→ Aim of the task: Rewrite all of the data below with "in this photo" swapped for "in this image" and nothing else changed. Leave the pictures out of your answer.
== Dataset content ==
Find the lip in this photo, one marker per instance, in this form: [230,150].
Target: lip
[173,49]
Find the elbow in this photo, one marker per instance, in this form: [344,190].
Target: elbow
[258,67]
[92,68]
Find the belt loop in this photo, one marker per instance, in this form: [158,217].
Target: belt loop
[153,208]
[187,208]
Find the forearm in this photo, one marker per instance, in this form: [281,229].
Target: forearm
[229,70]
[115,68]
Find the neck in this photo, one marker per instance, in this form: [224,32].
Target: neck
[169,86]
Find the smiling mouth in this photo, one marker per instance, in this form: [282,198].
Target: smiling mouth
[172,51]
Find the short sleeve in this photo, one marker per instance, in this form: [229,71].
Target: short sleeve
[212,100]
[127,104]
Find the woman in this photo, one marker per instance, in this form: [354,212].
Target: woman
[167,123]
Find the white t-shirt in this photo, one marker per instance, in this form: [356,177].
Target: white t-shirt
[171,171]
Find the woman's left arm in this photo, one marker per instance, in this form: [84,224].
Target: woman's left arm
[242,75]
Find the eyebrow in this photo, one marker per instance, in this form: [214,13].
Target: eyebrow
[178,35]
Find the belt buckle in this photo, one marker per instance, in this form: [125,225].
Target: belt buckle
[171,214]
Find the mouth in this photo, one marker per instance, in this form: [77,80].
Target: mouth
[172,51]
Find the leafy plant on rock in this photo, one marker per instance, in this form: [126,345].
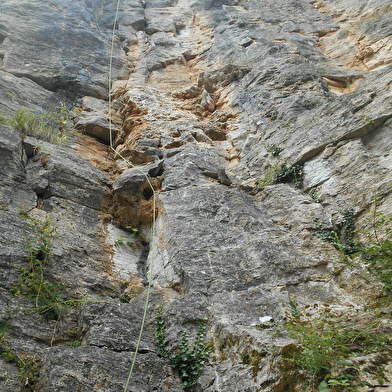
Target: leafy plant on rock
[39,125]
[29,366]
[377,253]
[283,174]
[341,236]
[190,359]
[49,295]
[324,342]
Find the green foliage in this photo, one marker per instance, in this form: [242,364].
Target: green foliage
[377,252]
[49,295]
[288,174]
[134,233]
[341,236]
[29,366]
[283,174]
[273,149]
[160,334]
[368,119]
[290,122]
[314,195]
[43,126]
[190,360]
[325,341]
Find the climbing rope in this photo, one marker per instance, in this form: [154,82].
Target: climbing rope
[149,183]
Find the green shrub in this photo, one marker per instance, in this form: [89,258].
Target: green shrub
[190,359]
[48,127]
[341,236]
[48,294]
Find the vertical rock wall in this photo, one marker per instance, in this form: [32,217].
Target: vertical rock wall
[210,100]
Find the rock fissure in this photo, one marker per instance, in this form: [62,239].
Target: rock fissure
[208,99]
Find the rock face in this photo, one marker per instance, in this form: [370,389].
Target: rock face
[213,101]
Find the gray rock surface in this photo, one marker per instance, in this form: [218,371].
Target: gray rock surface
[205,94]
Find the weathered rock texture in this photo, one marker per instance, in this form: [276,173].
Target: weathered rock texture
[202,91]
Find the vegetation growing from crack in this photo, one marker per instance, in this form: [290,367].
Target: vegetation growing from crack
[49,127]
[29,366]
[327,343]
[377,252]
[190,359]
[134,233]
[280,174]
[49,295]
[341,236]
[273,149]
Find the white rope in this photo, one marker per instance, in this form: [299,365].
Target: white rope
[152,188]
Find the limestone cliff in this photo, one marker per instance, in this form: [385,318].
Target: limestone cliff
[265,128]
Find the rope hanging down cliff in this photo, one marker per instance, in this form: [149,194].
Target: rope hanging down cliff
[149,183]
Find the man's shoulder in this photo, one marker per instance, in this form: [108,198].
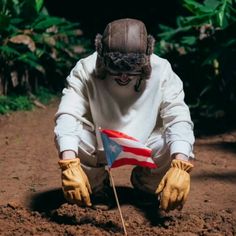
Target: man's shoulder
[158,61]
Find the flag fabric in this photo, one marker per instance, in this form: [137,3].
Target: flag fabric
[121,149]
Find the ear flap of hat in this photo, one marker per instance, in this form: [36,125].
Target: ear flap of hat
[98,44]
[150,44]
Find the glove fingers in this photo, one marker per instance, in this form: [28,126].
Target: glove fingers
[88,187]
[86,197]
[165,199]
[179,202]
[161,186]
[186,194]
[173,200]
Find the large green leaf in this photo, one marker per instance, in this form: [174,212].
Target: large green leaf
[9,51]
[48,22]
[39,5]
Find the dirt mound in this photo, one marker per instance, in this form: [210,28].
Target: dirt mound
[73,220]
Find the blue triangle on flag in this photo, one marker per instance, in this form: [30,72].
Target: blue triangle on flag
[111,148]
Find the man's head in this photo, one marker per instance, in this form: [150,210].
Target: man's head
[124,51]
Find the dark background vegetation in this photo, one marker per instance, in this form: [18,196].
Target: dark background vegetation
[93,16]
[40,42]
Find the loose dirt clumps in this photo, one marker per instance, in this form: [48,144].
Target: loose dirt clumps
[32,203]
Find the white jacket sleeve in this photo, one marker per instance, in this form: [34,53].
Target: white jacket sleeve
[73,111]
[176,115]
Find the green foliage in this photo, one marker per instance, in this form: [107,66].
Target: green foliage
[35,48]
[202,50]
[44,95]
[14,103]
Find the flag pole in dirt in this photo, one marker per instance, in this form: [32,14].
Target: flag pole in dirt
[117,200]
[122,149]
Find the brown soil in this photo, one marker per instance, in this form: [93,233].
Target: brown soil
[31,201]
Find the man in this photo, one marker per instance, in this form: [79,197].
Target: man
[125,87]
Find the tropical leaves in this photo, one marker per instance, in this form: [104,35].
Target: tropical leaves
[35,45]
[202,49]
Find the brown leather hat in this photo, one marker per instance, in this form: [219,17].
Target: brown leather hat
[124,47]
[125,36]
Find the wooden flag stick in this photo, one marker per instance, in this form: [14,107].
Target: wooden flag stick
[117,201]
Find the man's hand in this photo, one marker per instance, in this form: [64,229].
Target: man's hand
[175,185]
[75,184]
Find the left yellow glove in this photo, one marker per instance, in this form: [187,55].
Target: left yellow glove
[175,185]
[75,183]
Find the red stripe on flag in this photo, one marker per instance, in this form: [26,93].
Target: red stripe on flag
[128,161]
[116,134]
[138,151]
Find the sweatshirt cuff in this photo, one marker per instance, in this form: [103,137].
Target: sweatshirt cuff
[180,147]
[68,143]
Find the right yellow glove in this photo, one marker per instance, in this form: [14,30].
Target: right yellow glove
[75,183]
[175,185]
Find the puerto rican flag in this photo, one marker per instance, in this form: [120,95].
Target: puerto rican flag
[121,149]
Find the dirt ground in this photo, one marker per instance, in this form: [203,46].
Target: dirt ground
[31,201]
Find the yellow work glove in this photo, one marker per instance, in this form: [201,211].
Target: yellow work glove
[75,184]
[175,185]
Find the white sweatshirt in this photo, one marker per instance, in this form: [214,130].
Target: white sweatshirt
[103,103]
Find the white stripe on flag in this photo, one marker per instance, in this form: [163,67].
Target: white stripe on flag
[130,155]
[128,143]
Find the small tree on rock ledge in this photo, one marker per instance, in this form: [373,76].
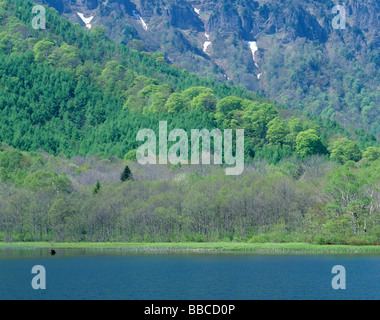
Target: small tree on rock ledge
[126,175]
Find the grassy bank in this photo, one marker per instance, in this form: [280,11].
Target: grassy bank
[275,248]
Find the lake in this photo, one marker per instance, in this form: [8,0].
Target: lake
[115,274]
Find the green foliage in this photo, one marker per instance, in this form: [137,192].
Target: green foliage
[126,175]
[308,143]
[372,153]
[344,150]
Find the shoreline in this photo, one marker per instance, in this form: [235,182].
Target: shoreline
[241,247]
===
→ Exercise answer:
Find the lip in this image, one marker per instance, in this form: [230,150].
Target: lip
[173,49]
Find the elbow in this image, one marker per instance, in this form: [344,190].
Target: elbow
[258,67]
[92,68]
Find the belt loop in this image, one marker per instance, in this form: [158,217].
Target: belt loop
[153,208]
[187,208]
Find the forearm in this image, one marker per instance, in this form: [281,229].
Target: forearm
[229,70]
[115,68]
Find the neck in this image, one marker per instance, in this form: [224,32].
Target: neck
[169,86]
Find the smiling mouth in this image, one marker per instance, in this form: [282,198].
Target: smiling mouth
[172,51]
Find the short sleeve in this image, one marker per instance, in this form: [229,71].
Target: short sleeve
[212,100]
[127,104]
Find the woman in this image, one marker per instance, in this form: [354,212].
Target: woman
[167,123]
Find the white t-shirt in this image, one marker per instance, in this form: [356,177].
Target: white t-shirt
[171,171]
Find the woman's left arm in this image, one marker per instance, in this form: [84,224].
Target: woman's left arm
[242,75]
Find the eyebrow in this image, one marker per instance, in this form: [214,13].
Target: eyebrow
[178,35]
Find the belt buckle in this image, one marker per instance, in this form: [125,225].
Target: belt buckle
[171,214]
Find the mouth in this image, one marker per instance, in this form: [77,80].
Target: mouth
[172,51]
Find the leafy plant on rock in this image, one marker per instance, in this form: [126,345].
Target: leafy plant on rock
[39,125]
[29,366]
[377,253]
[283,174]
[341,236]
[190,359]
[49,295]
[324,342]
Find the green foliage in this image, one marker per instance, in this form: [242,364].
Target: green foliage
[377,252]
[49,295]
[288,174]
[134,233]
[341,236]
[29,366]
[283,174]
[273,149]
[160,334]
[368,119]
[290,122]
[314,195]
[43,126]
[190,360]
[325,341]
Find the climbing rope in this image, one marker per instance, in this form: [154,82].
Target: climbing rope
[149,183]
Find the green shrub in this image, one marker per instance, in this form: [89,258].
Target: green shrub
[190,359]
[48,127]
[341,236]
[48,294]
Find the vertical rock wall in this image, one marker per instance, in this form: [32,217].
Target: vertical rock wall
[210,100]
Find the rock fissure in this image, one marker per instance, in this form: [62,239].
Target: rock fissure
[208,99]
Find the rock face in this image, one marker per instance, in this form: [370,389].
Target: rock face
[213,101]
Find the gray rock surface in this image, one marker per instance, in this form: [218,371].
Target: gray rock surface
[205,94]
Find the weathered rock texture in this image, one marker per instance, in this form: [276,173].
Target: weathered rock texture
[202,91]
Find the vegetation growing from crack in this image, one marker per instance, in this form: [290,367].
Target: vegetation growing from crack
[49,127]
[29,366]
[327,343]
[377,252]
[190,359]
[134,233]
[280,174]
[49,295]
[341,236]
[273,149]
Find the white rope in this image, one marker per instance, in this form: [299,365].
Target: white rope
[152,188]
Find the limestone cliff in this image, one marker per instance, in this form: [385,318].
Target: limestone cliff
[265,128]
Find the rope hanging down cliff in this image, one marker per instance, in this form: [149,194].
Target: rope hanging down cliff
[149,183]
Find the man's shoulder in this image, one marker per instance, in this form: [108,198].
Target: man's shoulder
[158,61]
Find the flag fabric in this image, one marker per instance, in this form: [137,3].
Target: flag fabric
[121,149]
Find the ear flap of hat in this image, one marker per instance, in this form: [36,125].
Target: ear flap of hat
[98,44]
[150,44]
Find the glove fingers in this image, one marker per instance, in this form: [28,126].
Target: glove fingers
[88,187]
[86,197]
[165,199]
[179,202]
[161,186]
[186,194]
[173,200]
Find the large green leaf in this image, one marker per instance, in this form: [174,212].
Target: large green leaf
[9,51]
[48,22]
[39,5]
Find the dirt mound in this image, one marker per instance, in this form: [210,28].
Target: dirt mound
[73,220]
Find the blue triangle on flag in this image, one marker per instance, in this form: [30,72].
Target: blue triangle on flag
[111,148]
Find the man's head in this image, one marker per instance, in this form: [150,210].
Target: man's head
[124,51]
Find the dark background vegetation in this image, one marker per instance, in this form: [18,196].
Target: dark background vegetation
[93,16]
[40,42]
Find the loose dirt clumps in this image, one marker per instance, in this form: [48,144].
Target: loose dirt clumps
[32,203]
Find the white jacket sleeve in this image, one marker per instance, in this form: [34,53].
Target: white jacket sleeve
[73,111]
[176,115]
Find the green foliage in this image, one marker per instance, in this form: [107,66].
Target: green foliage
[35,48]
[202,50]
[44,95]
[14,103]
Find the flag pole in dirt in this image, one marker per instance, in this form: [32,14].
Target: flag pole in dirt
[117,200]
[122,149]
Find the brown soil in this image, one marker per instance, in this form: [93,233].
Target: brown soil
[31,201]
Find the man in this image, one marker per instance, in this form: [79,197].
Target: man
[125,87]
Find the tropical leaves in this image, one marker per instance, in this form: [104,35].
Target: tropical leaves
[35,45]
[202,49]
Find the brown leather hat in this image, one marker per instance, in this form: [219,17].
Target: brown leather hat
[124,47]
[125,36]
Find the wooden flag stick in this image, one marker per instance, in this form: [14,107].
Target: wooden flag stick
[117,201]
Find the man's hand in this image, one marker per instance, in this form: [64,229].
Target: man's hand
[175,185]
[75,184]
Find the left yellow glove in this image, one marker per instance, in this form: [187,55].
Target: left yellow glove
[175,185]
[75,183]
Find the red stripe on flag in this image, one marker per instance, in this form: [26,93].
Target: red stripe on flag
[128,161]
[116,134]
[138,151]
Find the sweatshirt cuff in this image, one marker per instance, in this form: [103,137].
Target: sweatshirt cuff
[180,147]
[68,143]
Find the right yellow glove in this image, one marker per instance, in this form: [14,30].
Target: right yellow glove
[75,183]
[175,185]
Find the puerto rican flag in this image, one marker per instance, in this form: [120,95].
Target: puerto rican flag
[121,149]
Find the dirt ground in this image, one marker per instance, in this form: [203,46].
Target: dirt ground
[31,201]
Find the yellow work glove in this image, one marker per instance, in this form: [201,211].
Target: yellow work glove
[75,184]
[175,185]
Find the white sweatshirt in this image, one marker per instance, in this form: [214,130].
Target: white sweatshirt
[103,103]
Find the white stripe on flag in this image, one marker per instance, in this form: [163,67].
Target: white stripe on flag
[130,155]
[128,143]
Find the small tree on rock ledge in this image, one marker per instance, in this form: [373,76].
Target: small tree on rock ledge
[126,175]
Find the grassy bank in this image, one marker per instance, in this form: [280,11].
Target: grassy bank
[275,248]
Find the lake in this image, one marker per instance, in this form: [8,0].
Target: lake
[115,274]
Find the green foliage in this image, one marker per instance, in this form: [137,192].
Target: green foliage
[126,175]
[308,143]
[372,153]
[344,150]
Find the shoreline in this image, one marker per instance, in this form: [235,182].
Target: shoreline
[241,247]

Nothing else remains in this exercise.